• **Exercise details**:
Restate word for word the lines beginning with the one that contains "[mark] the brown" and ending at the bottom of the records below, both included.

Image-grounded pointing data

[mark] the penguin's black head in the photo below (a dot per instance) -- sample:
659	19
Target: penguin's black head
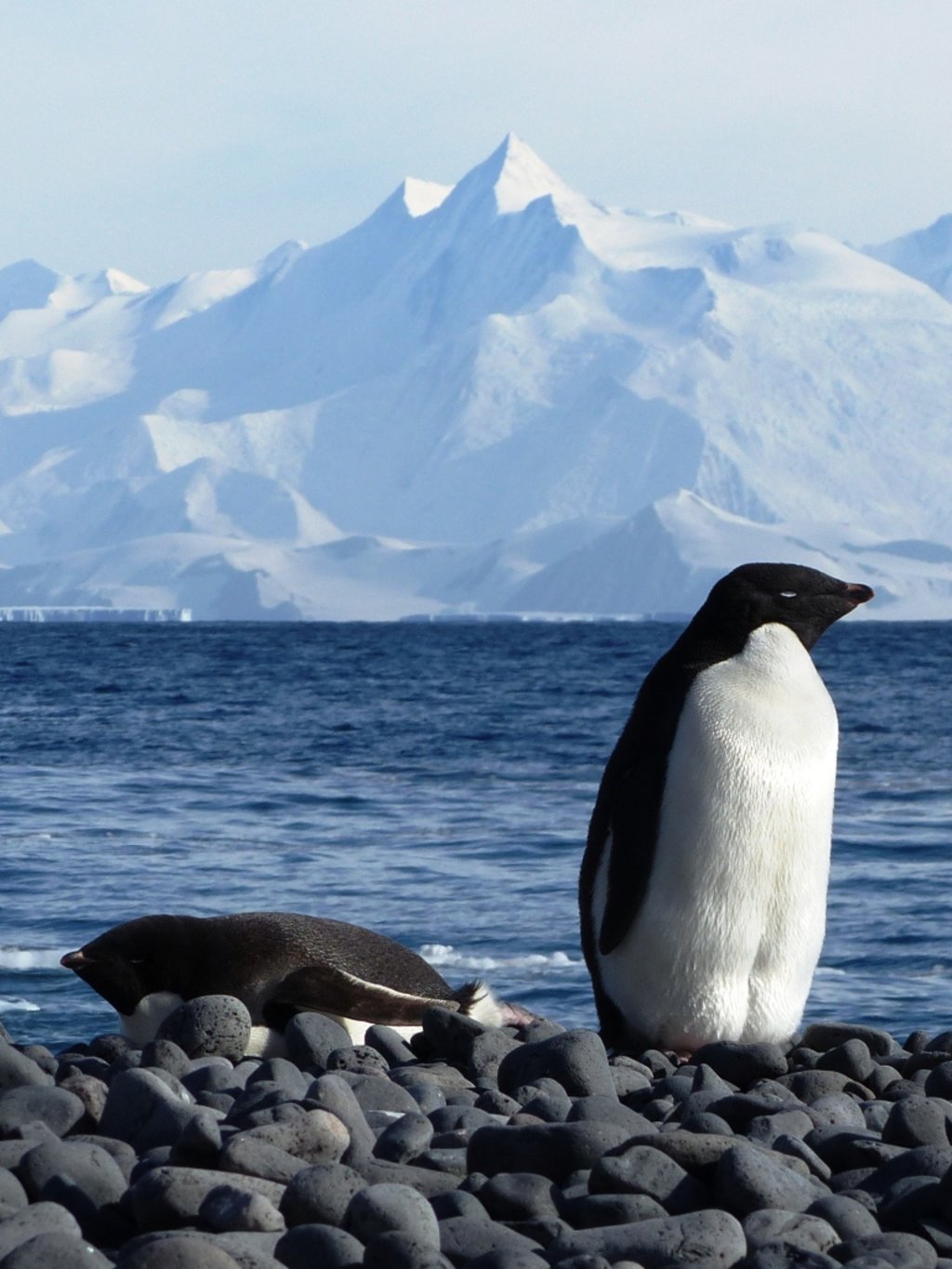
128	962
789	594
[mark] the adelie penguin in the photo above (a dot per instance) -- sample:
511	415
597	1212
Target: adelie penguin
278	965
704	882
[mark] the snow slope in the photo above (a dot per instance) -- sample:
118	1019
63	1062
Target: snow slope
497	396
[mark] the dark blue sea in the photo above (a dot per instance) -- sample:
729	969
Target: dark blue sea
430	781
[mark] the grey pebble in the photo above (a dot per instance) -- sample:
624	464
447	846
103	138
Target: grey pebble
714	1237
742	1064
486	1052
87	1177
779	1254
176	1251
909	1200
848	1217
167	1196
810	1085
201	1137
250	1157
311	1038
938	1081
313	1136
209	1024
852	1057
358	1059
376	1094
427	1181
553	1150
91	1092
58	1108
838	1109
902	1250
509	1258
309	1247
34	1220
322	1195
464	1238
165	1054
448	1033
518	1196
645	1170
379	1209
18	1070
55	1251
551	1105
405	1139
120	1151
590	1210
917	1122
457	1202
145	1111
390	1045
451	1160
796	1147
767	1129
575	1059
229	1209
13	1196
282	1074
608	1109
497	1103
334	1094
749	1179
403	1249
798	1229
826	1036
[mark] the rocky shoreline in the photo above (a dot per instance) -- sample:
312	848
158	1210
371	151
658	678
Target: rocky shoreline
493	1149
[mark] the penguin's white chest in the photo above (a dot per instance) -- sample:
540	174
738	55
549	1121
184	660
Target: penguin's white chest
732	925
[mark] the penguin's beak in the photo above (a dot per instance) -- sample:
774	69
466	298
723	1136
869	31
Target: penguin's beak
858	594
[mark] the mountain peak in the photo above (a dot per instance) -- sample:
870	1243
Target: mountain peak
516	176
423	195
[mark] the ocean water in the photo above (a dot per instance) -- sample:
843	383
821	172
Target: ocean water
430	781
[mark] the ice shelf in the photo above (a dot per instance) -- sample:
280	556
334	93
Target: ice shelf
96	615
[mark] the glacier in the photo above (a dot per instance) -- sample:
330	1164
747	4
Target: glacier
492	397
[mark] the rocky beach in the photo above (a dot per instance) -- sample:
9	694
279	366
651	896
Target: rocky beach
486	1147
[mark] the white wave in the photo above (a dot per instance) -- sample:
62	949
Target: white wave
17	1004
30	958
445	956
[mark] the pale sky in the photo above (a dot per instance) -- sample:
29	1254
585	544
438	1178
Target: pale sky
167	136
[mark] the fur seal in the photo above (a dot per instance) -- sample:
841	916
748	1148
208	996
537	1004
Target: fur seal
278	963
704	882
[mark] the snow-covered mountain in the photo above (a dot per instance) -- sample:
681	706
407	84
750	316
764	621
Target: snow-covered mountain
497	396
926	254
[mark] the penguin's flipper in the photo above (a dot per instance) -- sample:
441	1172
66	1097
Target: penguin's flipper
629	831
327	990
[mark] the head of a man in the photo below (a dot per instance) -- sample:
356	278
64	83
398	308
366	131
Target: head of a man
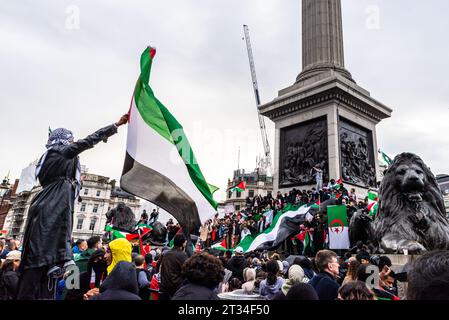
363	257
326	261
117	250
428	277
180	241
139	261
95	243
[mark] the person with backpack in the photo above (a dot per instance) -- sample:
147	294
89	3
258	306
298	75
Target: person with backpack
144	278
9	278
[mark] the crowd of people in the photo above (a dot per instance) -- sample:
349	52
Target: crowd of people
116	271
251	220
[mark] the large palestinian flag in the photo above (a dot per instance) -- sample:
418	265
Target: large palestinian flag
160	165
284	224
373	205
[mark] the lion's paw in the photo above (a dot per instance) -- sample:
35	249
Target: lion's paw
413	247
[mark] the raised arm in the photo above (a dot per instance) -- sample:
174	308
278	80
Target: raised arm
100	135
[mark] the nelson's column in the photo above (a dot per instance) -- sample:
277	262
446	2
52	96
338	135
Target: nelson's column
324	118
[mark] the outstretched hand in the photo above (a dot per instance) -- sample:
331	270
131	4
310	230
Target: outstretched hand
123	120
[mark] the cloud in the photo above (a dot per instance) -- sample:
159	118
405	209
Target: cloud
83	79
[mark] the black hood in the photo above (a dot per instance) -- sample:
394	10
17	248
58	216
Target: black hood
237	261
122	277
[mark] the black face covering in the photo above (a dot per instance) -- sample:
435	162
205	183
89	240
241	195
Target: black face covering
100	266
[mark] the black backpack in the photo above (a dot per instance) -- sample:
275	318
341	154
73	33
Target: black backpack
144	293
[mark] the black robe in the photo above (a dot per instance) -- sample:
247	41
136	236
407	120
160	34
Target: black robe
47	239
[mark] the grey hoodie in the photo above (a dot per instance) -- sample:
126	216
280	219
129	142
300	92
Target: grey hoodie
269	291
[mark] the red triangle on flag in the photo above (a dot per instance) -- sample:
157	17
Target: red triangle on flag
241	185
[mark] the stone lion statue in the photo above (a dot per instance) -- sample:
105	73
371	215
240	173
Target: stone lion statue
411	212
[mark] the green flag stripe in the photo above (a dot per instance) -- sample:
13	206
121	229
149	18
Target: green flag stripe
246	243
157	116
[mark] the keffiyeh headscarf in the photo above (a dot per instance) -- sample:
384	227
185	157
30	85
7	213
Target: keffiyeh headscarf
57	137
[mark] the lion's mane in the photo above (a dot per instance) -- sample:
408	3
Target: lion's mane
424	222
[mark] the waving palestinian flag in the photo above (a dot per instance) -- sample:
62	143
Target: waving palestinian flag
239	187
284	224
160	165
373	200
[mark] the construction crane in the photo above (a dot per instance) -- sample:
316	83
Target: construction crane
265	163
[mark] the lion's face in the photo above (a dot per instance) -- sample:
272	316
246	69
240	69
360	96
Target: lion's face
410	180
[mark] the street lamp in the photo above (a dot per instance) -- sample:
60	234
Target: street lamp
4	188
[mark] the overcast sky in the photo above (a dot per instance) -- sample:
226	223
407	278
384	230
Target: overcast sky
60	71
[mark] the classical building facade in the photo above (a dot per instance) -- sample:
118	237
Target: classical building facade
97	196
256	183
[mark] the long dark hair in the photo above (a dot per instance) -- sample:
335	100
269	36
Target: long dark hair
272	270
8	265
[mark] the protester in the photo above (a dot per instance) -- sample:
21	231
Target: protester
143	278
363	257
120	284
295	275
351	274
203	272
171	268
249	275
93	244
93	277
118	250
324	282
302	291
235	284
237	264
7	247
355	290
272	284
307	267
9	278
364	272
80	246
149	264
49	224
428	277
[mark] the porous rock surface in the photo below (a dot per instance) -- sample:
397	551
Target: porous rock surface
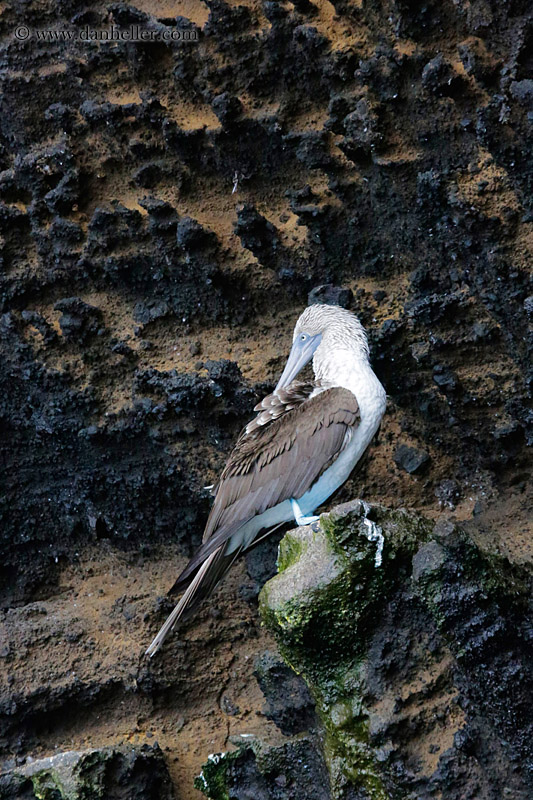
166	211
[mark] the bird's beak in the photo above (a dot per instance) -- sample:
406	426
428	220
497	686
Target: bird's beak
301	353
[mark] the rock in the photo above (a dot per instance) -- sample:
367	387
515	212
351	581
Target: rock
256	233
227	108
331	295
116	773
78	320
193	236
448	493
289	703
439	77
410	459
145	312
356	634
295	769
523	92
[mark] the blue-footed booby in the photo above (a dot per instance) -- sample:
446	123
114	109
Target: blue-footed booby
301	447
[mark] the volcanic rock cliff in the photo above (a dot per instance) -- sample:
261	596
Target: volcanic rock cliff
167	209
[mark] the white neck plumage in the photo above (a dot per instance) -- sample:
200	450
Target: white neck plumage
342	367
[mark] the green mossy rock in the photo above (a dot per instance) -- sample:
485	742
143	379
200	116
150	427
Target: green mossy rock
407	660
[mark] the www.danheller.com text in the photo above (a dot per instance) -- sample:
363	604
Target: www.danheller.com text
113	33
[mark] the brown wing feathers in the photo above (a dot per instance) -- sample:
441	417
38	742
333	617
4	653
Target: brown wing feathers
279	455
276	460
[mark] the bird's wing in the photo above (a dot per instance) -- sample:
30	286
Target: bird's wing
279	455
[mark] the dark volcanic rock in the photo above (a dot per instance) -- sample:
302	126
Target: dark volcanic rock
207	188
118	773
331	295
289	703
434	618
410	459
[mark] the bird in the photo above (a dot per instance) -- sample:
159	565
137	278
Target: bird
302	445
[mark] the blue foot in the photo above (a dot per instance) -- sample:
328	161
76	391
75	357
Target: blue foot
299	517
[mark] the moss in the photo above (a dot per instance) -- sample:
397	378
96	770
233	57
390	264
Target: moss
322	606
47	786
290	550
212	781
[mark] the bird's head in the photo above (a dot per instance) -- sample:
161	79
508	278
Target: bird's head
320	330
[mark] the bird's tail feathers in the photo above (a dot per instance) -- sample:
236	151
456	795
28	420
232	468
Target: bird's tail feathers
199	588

• **Solution**:
[mark] the brown wing feathers in the photo above (a dot per instance) -- sample:
441	417
38	742
333	617
4	653
Target: brown wing feathers
279	455
276	460
[mark] the bird's wing in the photo above (a dot per instance) -- sample:
30	286
Target: bird's wing
279	455
[mark] the dark volcanic rock in the photo above (a dot per instance) -- sample:
302	126
Target: dark volcanic rock
207	188
118	773
331	295
289	703
434	618
410	459
[mark] the bird in the photo above (a dot per instance) -- sample:
159	565
137	278
Target: bird
302	445
[mark] the blue foot in the photo above (a dot per instance) -- sample:
328	161
76	391
75	357
Target: blue foot
299	517
[mark] the moss in the photo above (a dot per instance) -- sample:
397	378
96	770
233	57
390	264
Target: moss
322	606
47	786
290	550
212	781
[mark] the bird's head in the photo above (a dot per instance) -- sample:
161	79
508	278
Target: bird's head
320	330
[mark] the bird's tail feathers in the photo above (a dot per instance) -- sample:
236	151
456	795
28	420
232	468
Target: bird's tail feathers
199	588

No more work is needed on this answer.